Every record below must be set down again exactly as given.

↓

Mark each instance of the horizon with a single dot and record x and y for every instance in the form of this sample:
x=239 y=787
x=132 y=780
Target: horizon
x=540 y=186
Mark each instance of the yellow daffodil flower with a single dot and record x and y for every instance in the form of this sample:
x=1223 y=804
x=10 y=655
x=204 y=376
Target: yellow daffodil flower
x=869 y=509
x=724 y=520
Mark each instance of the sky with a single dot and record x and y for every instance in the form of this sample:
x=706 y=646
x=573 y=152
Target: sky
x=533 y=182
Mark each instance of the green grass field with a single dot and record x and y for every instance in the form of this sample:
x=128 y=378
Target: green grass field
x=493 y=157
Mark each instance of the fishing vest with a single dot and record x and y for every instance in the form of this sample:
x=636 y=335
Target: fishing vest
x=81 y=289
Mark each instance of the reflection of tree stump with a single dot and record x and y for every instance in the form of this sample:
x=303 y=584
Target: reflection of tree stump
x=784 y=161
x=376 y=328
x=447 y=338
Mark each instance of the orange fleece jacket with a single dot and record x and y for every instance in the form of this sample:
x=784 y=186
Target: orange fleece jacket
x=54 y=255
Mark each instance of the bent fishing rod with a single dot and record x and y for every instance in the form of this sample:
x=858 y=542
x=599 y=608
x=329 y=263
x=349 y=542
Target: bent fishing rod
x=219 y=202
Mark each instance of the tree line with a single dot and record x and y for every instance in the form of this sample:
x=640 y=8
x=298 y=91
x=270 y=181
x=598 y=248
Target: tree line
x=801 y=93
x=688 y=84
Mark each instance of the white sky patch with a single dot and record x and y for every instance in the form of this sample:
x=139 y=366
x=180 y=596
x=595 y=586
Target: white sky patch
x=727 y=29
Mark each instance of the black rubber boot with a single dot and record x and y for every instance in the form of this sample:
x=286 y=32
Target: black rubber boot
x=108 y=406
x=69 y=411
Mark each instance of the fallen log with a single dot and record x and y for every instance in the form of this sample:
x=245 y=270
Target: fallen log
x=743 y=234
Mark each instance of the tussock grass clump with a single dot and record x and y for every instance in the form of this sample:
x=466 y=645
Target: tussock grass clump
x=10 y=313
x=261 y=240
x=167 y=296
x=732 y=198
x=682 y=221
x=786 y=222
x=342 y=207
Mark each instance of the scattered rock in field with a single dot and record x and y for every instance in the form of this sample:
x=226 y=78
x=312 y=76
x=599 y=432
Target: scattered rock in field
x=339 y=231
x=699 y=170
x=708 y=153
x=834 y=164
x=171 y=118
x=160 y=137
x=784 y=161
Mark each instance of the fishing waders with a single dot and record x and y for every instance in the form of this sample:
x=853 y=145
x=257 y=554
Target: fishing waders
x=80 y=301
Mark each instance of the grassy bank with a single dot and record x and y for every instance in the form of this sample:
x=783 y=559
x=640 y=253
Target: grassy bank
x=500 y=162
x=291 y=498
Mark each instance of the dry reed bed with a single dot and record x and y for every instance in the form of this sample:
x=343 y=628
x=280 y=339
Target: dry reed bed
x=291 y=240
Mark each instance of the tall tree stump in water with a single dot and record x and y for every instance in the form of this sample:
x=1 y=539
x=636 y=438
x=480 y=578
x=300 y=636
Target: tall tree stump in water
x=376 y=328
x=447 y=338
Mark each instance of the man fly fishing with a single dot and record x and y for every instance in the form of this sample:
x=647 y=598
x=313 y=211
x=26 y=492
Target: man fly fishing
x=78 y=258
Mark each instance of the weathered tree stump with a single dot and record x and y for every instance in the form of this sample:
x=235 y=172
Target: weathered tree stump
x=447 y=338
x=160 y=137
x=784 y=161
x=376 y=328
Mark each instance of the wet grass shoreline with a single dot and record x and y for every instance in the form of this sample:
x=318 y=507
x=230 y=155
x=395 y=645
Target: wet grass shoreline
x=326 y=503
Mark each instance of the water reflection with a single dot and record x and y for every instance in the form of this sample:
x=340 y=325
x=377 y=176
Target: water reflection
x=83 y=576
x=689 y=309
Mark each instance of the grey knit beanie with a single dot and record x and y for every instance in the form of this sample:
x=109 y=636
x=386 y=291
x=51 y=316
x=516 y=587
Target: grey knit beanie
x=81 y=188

↑

## Reply to the task:
Mark each instance of the horizon with a single dot and record x and y for every instance in the form of this sample:
x=239 y=787
x=132 y=780
Target: horizon
x=540 y=186
Mark each instance of the yellow daffodil flower with a single dot and record x and y for every instance in the form of this sample:
x=1223 y=804
x=10 y=655
x=204 y=376
Target: yellow daffodil flower
x=869 y=509
x=724 y=520
Mark each instance of the sky with a single dot and record x and y for every instance in the form of this sample:
x=706 y=646
x=573 y=152
Target: sky
x=533 y=182
Mark each instance of the green grass field with a single dot and record x and y for every instance in the form of this sample:
x=128 y=378
Target: green grass field
x=493 y=157
Mark each instance of the fishing vest with a single dot and record x and y for every instance in the form of this sample:
x=636 y=335
Target: fishing vest
x=81 y=289
Mark each instance of the reflection of tree stump with a single dot and record x and y for every instance in the form of this sample:
x=303 y=584
Target: reflection of tree stump
x=784 y=161
x=376 y=328
x=447 y=338
Mark each instance of the orange fleece jacket with a single dot and record x and y for every instance in the form of this sample:
x=784 y=186
Target: orange fleece jacket
x=54 y=255
Mark each instance of the bent fishing rod with a single dot and record x and y for every instance in the form of this sample:
x=858 y=542
x=599 y=608
x=329 y=263
x=349 y=542
Target: bent fishing rod
x=219 y=202
Mark each instance of the tree line with a single dot and record x and y for every instance in the form of this sample:
x=640 y=8
x=298 y=91
x=270 y=181
x=598 y=248
Target: tree line
x=801 y=93
x=688 y=84
Mark each instance of the white sky patch with a single dot and record x and y for every instance in the form of this sample:
x=139 y=366
x=180 y=596
x=595 y=586
Target: white sky patch
x=727 y=29
Mark each instance of the black rubber boot with a single dot and record x and y for every instance in the form of this sample:
x=286 y=32
Target: black rubber boot
x=108 y=406
x=69 y=411
Mark each instance of the fallen log with a single dot and record x and y for every instance in the form of this sample:
x=245 y=270
Target: fallen log
x=743 y=234
Mark each instance of the tussock grass clump with a single dot and record x and y for every instance in the form of this sample:
x=466 y=645
Target: tussock grass clump
x=10 y=313
x=261 y=240
x=167 y=296
x=732 y=198
x=682 y=221
x=786 y=222
x=342 y=207
Mark each instance of the scattered rock in field with a single dot and record x and y for every instance in the form of this sample:
x=226 y=78
x=312 y=76
x=599 y=432
Target: scattered rock in field
x=339 y=231
x=699 y=170
x=708 y=153
x=834 y=164
x=171 y=118
x=160 y=137
x=784 y=161
Mark each instance of the fishing waders with a single dot and record x and y for every instance in the form of this sample:
x=853 y=145
x=257 y=554
Target: fishing waders
x=80 y=301
Mark each instance of the grassy bank with a single dot and record x and y for every instance in the form of this sample:
x=783 y=559
x=640 y=253
Target: grassy bank
x=500 y=162
x=291 y=498
Mark each instance of the dry reed bed with a single dot and record x and y for every instance in the form of this sample:
x=343 y=628
x=280 y=339
Target: dry reed bed
x=291 y=240
Mark each instance of the tall tree stump in water with a single dot and record x and y for every instance in the form of this sample:
x=1 y=539
x=636 y=438
x=480 y=578
x=300 y=636
Target: tall tree stump in water
x=376 y=328
x=447 y=338
Mark each instance of the man fly fishing with a single dot and record x and y for every instance in the form of this sample:
x=647 y=598
x=313 y=211
x=26 y=492
Target: man fly fishing
x=78 y=258
Mark each instance of the weathered tree stump with a single dot and record x and y for every instance in the form of this sample:
x=235 y=172
Target: weathered tree stump
x=447 y=338
x=160 y=137
x=784 y=161
x=376 y=328
Mark each instance of the wet grass shoreline with a single dot and record x and y for every instance in the form of this sample:
x=318 y=507
x=230 y=155
x=395 y=645
Target: wet grass shoreline
x=326 y=503
Mark each instance of the water reflection with a single dot and record x and y for every instance in the form of this sample:
x=340 y=325
x=377 y=176
Target: water reflection
x=83 y=576
x=689 y=309
Mark each instance of the grey knit beanie with a single dot and record x and y for every instance in the form of this sample:
x=109 y=636
x=386 y=291
x=51 y=316
x=516 y=587
Target: grey knit beanie
x=81 y=188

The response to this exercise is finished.